> **What this task involves**
Skip all pictures. Set down only the lines starting at the line containing "Task: point localization. Input: the photo below." and running to the end of the listing.

> **Excerpted records**
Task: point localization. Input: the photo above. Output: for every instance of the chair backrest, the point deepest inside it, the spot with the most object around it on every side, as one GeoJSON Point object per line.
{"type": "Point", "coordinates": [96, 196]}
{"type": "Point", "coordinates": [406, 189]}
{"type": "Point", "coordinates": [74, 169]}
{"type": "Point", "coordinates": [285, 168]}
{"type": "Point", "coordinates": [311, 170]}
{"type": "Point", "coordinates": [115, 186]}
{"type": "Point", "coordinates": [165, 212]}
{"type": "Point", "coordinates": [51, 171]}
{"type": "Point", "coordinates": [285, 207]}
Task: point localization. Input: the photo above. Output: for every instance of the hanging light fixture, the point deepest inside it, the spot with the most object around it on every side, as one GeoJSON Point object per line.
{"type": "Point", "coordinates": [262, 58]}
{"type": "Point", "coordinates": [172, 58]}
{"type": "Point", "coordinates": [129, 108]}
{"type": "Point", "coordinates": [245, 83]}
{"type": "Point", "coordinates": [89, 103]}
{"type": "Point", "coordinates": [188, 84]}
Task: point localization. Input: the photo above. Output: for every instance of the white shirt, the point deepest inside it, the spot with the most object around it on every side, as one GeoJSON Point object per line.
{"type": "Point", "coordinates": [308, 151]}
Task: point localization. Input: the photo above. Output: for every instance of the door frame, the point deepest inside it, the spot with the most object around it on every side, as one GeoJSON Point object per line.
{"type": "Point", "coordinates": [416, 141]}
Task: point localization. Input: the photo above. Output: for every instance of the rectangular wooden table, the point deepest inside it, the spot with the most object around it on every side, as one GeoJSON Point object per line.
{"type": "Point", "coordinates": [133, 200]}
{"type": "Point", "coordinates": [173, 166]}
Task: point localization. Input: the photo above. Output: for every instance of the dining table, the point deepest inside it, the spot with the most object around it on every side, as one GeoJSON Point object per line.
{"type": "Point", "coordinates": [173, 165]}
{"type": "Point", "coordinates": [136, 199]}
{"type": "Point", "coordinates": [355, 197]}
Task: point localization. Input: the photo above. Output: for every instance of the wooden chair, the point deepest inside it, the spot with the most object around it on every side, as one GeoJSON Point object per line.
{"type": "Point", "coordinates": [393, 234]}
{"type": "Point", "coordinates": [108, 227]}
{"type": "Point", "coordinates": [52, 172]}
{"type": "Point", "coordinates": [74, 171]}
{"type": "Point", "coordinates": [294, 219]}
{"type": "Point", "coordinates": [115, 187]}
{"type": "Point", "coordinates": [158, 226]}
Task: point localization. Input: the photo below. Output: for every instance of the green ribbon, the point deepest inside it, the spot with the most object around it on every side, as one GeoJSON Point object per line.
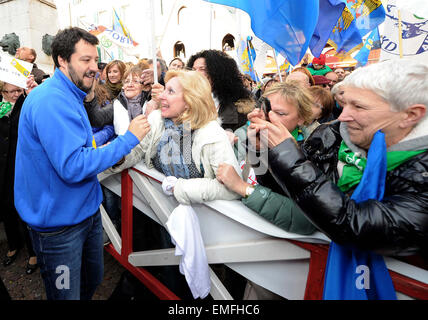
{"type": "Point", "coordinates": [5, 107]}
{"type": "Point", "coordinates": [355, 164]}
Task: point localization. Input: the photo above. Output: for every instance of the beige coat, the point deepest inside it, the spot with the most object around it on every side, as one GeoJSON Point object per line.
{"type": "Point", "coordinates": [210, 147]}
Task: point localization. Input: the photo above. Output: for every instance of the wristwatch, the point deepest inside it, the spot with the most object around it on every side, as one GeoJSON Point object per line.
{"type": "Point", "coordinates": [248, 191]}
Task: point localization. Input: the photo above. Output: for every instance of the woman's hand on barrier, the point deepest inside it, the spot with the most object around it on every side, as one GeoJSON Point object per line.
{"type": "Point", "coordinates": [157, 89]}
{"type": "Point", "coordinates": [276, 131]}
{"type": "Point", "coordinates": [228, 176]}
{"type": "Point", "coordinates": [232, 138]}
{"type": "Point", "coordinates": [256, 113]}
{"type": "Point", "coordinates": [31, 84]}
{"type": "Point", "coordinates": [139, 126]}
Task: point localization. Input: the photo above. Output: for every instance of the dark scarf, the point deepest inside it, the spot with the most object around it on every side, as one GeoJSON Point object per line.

> **Written answer**
Task: point localization. Input: the photo below. Output: for every instance of the green ribbon, the point deepest inside it, the spot with the most object around it on every side, as one GeoJSON Point object per line.
{"type": "Point", "coordinates": [5, 107]}
{"type": "Point", "coordinates": [355, 164]}
Task: point localization. Input: the photo above. Output: for every instance of the beige coat, the point deepest inside it, the spot with the most object around it on every side, as one GeoJSON Point object per line.
{"type": "Point", "coordinates": [210, 147]}
Task: point localization. Input: the photo above. Output: for every instance of the wristwatch, the point deepest inside it, the spot with the most object around it on every side, as one GeoJSON Point object per line.
{"type": "Point", "coordinates": [248, 191]}
Task: point localization. Input: the photo above. Output: for every instance of the woman's hand on barrier, the point deepest inside it, the spot with the most object around it on every side, as one GeoJSON Point object per line.
{"type": "Point", "coordinates": [157, 89]}
{"type": "Point", "coordinates": [276, 131]}
{"type": "Point", "coordinates": [228, 176]}
{"type": "Point", "coordinates": [232, 138]}
{"type": "Point", "coordinates": [256, 113]}
{"type": "Point", "coordinates": [31, 84]}
{"type": "Point", "coordinates": [139, 126]}
Task: point localization. Input: the photo above. Output: for every instance of the dark scarf, the point deepest inside it, the spot with the most object around it on every side, as one GeoJSON Point object per line.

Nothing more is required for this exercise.